• _What is asked_
Format the entries below as a JSON list of strings, one string per line, with blank lines left out. Leave the pictures out of the list.

• _Given entries_

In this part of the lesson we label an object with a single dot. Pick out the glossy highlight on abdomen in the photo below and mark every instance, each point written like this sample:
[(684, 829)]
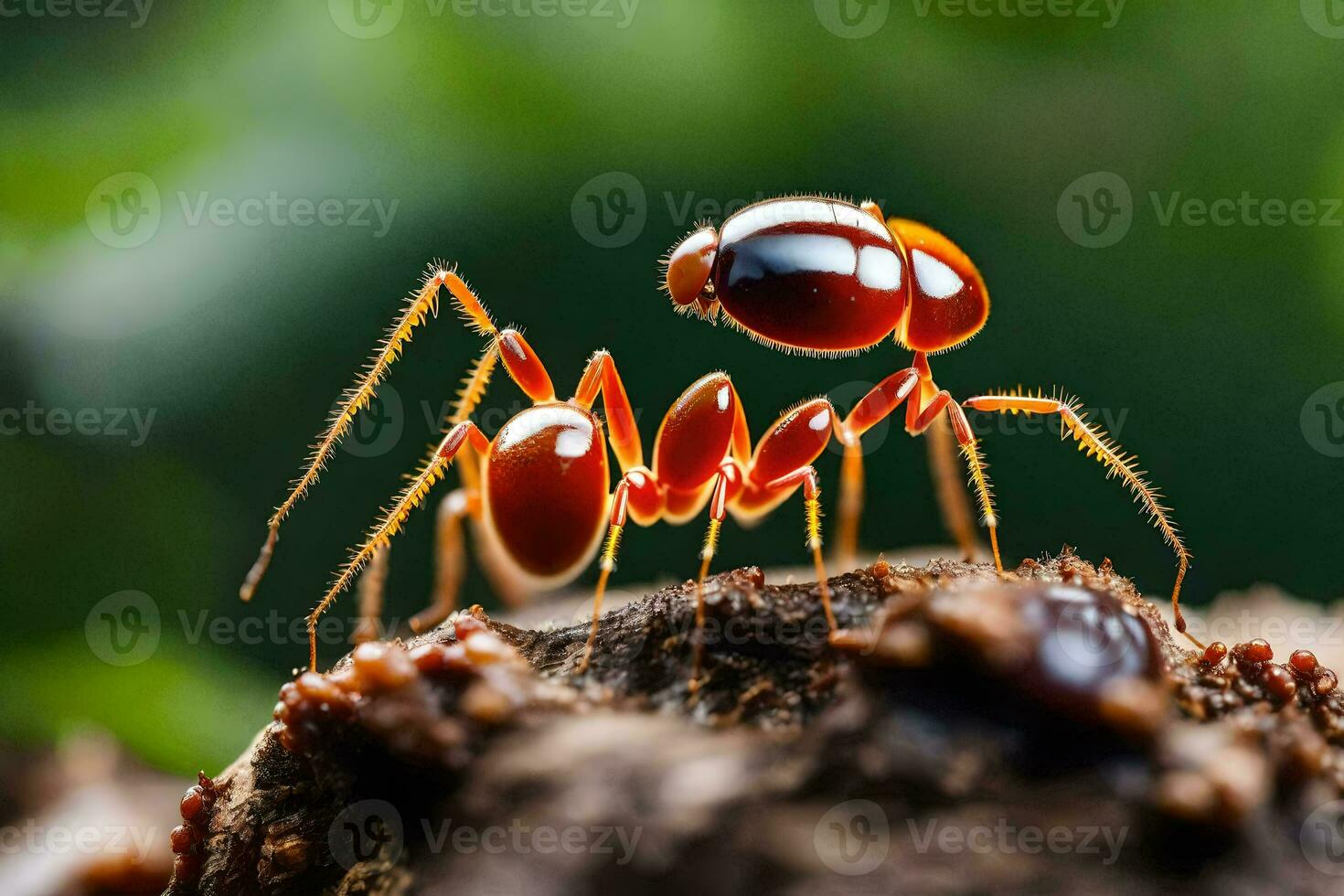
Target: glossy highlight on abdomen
[(546, 488), (812, 274)]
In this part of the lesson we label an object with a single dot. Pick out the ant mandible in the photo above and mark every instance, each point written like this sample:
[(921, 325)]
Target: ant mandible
[(826, 277), (539, 489)]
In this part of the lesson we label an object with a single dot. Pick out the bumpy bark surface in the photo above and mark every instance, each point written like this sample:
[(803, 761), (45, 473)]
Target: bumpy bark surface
[(1034, 732)]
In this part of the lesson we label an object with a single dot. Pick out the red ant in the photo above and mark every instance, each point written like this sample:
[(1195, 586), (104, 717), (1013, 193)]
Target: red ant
[(540, 489), (826, 277)]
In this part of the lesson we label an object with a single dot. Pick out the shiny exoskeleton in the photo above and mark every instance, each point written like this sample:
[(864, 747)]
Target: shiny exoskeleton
[(540, 492), (827, 277)]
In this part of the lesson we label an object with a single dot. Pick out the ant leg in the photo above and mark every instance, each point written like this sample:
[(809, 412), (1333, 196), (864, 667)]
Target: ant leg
[(449, 557), (392, 518), (640, 485), (918, 422), (421, 303), (953, 503), (600, 375), (884, 398), (371, 586), (806, 477), (1094, 441), (718, 509)]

• _In response_
[
  "In this part of the lesson we label an object with a single dot. Pick out the glossy highlight on abdomen in the photo below and mark every instance, each point written like this sample:",
  "[(684, 829)]",
  "Target: glossy highlight on abdomen",
  "[(546, 488), (812, 274)]",
  "In this part of the lesson we label an object with a single dot. Pick out the ant mandible in the photo above and mark every instance, each point written like this sample:",
  "[(921, 325)]",
  "Target: ant mandible",
  "[(826, 277), (539, 489)]",
  "In this part of the lesson we label an object with a single dot. Pick out the bumpy bark surface in the photo above and mark every instance, each point written like this sample:",
  "[(803, 761), (45, 473)]",
  "Target: bumpy bark surface",
  "[(1034, 732)]",
  "In this part of the lesson we label an object with a single dot. Pick out the red ant in the photo above and mark every instance, each point written like this sample:",
  "[(1195, 586), (104, 717), (1013, 193)]",
  "Target: red ant",
  "[(540, 489), (826, 277)]",
  "In this part of the lesson we label an object with a single dot. Pick out the shiny exoskeleton in the photo above and mark every instance, each point written like this sample:",
  "[(864, 747)]",
  "Target: shiny exoskeleton",
  "[(540, 492), (827, 277)]",
  "In this part of the lesson we label an object with a single dot. Pick out the ant leg in the photo above and mark every instance, each point written like this sample:",
  "[(809, 412), (1333, 196), (864, 667)]",
  "Target: ant leg",
  "[(449, 557), (392, 518), (640, 485), (918, 422), (421, 303), (953, 503), (600, 375), (884, 398), (371, 586), (806, 477), (1094, 441), (718, 509)]"
]